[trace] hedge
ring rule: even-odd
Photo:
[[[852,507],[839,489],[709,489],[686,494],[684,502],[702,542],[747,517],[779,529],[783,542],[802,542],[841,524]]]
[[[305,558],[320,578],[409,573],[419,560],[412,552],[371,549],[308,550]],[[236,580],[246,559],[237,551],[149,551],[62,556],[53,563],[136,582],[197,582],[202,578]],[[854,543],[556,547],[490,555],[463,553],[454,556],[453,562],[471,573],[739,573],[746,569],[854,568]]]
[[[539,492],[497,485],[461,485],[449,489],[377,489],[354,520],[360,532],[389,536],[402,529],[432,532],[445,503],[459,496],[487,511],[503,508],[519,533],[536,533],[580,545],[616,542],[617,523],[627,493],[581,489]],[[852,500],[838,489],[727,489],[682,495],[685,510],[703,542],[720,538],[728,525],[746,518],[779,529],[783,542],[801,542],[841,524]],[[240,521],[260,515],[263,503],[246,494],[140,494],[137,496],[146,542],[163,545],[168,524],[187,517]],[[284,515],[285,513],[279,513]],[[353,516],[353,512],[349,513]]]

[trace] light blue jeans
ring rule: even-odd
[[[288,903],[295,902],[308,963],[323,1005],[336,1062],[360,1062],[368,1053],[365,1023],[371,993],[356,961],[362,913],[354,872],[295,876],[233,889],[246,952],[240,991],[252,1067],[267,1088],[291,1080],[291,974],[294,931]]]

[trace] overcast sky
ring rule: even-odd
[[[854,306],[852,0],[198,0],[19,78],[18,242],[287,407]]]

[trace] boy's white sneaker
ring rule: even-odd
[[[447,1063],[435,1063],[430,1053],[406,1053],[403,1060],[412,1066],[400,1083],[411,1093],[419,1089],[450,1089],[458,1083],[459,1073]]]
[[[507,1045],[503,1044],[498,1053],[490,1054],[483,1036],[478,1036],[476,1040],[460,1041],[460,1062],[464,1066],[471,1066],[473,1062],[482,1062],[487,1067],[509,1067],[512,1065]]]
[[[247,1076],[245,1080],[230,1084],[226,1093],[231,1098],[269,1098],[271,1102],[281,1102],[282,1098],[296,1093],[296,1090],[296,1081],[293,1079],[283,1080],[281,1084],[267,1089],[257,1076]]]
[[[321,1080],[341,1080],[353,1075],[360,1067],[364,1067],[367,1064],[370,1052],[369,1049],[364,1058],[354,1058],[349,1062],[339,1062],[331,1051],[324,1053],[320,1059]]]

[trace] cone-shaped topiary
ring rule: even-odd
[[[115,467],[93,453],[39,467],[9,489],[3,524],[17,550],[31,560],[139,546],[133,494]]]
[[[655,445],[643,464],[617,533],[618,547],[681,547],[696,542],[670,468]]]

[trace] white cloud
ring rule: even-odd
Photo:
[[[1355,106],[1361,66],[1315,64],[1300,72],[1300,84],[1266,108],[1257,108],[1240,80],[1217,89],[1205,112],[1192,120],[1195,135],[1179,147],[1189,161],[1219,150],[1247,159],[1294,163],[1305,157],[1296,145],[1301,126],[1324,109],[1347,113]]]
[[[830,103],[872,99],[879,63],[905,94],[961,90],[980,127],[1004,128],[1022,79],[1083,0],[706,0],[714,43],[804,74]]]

:: Directions for this task ::
Every entry should be printed again exactly as written.

:: Answer to this task ::
[trace] hedge
ring rule: even-odd
Photo:
[[[852,507],[839,489],[709,489],[686,494],[684,502],[702,542],[747,517],[779,529],[783,542],[802,542],[841,524]]]
[[[305,558],[320,578],[409,573],[419,560],[412,552],[371,549],[308,550]],[[236,580],[246,559],[237,551],[149,551],[62,556],[53,563],[136,582],[197,582],[202,578]],[[854,543],[556,547],[490,555],[463,553],[454,556],[453,562],[471,573],[739,573],[746,569],[854,568]]]
[[[539,492],[497,485],[461,485],[449,489],[377,489],[354,520],[360,532],[389,536],[402,529],[432,532],[445,503],[459,496],[487,511],[503,508],[519,533],[536,533],[580,545],[616,542],[617,523],[627,493],[581,489]],[[852,500],[838,489],[727,489],[682,495],[685,510],[703,542],[720,538],[728,525],[746,518],[779,529],[783,542],[801,542],[841,524]],[[240,521],[260,515],[263,503],[246,494],[140,494],[137,496],[146,542],[163,545],[168,524],[187,517]],[[284,515],[285,513],[279,513]],[[353,516],[353,512],[349,513]]]

[trace] light blue jeans
ring rule: even-odd
[[[288,903],[295,902],[308,963],[323,1005],[336,1062],[360,1062],[368,1053],[365,1023],[371,993],[356,961],[362,913],[354,872],[295,876],[233,889],[246,952],[240,991],[252,1067],[267,1088],[291,1080],[291,974],[294,931]]]

[trace] overcast sky
ring rule: even-odd
[[[854,306],[852,0],[198,0],[19,78],[18,242],[287,407]]]

[trace] boy's white sneaker
ring rule: even-odd
[[[447,1063],[435,1063],[430,1053],[406,1053],[403,1060],[412,1066],[400,1083],[411,1093],[419,1089],[450,1089],[458,1083],[459,1073]]]
[[[507,1045],[503,1044],[498,1053],[490,1054],[483,1036],[478,1036],[476,1040],[460,1041],[460,1062],[464,1066],[471,1066],[473,1062],[482,1062],[487,1067],[509,1067],[512,1065]]]
[[[247,1076],[245,1080],[230,1084],[226,1093],[231,1098],[269,1098],[271,1102],[281,1102],[282,1098],[296,1093],[296,1090],[296,1081],[293,1079],[283,1080],[281,1084],[267,1089],[257,1076]]]
[[[321,1080],[341,1080],[353,1075],[360,1067],[364,1067],[367,1064],[370,1052],[369,1049],[364,1058],[354,1058],[349,1062],[339,1062],[331,1051],[324,1053],[320,1059]]]

[trace] cone-shaped topiary
ring rule: even-odd
[[[115,467],[93,453],[39,467],[9,489],[3,524],[17,550],[31,560],[139,546],[133,494]]]
[[[655,445],[643,464],[617,533],[618,547],[681,547],[696,542],[670,468]]]

[trace] white cloud
ring rule: even-odd
Photo:
[[[1355,106],[1361,66],[1315,64],[1300,72],[1300,84],[1266,108],[1257,108],[1240,80],[1217,89],[1205,112],[1192,120],[1195,135],[1179,147],[1189,161],[1219,150],[1247,159],[1294,163],[1305,157],[1296,145],[1301,126],[1324,109],[1347,113]]]
[[[830,103],[872,99],[879,63],[905,94],[961,90],[980,127],[1004,128],[1022,79],[1083,0],[706,0],[714,43],[804,74]]]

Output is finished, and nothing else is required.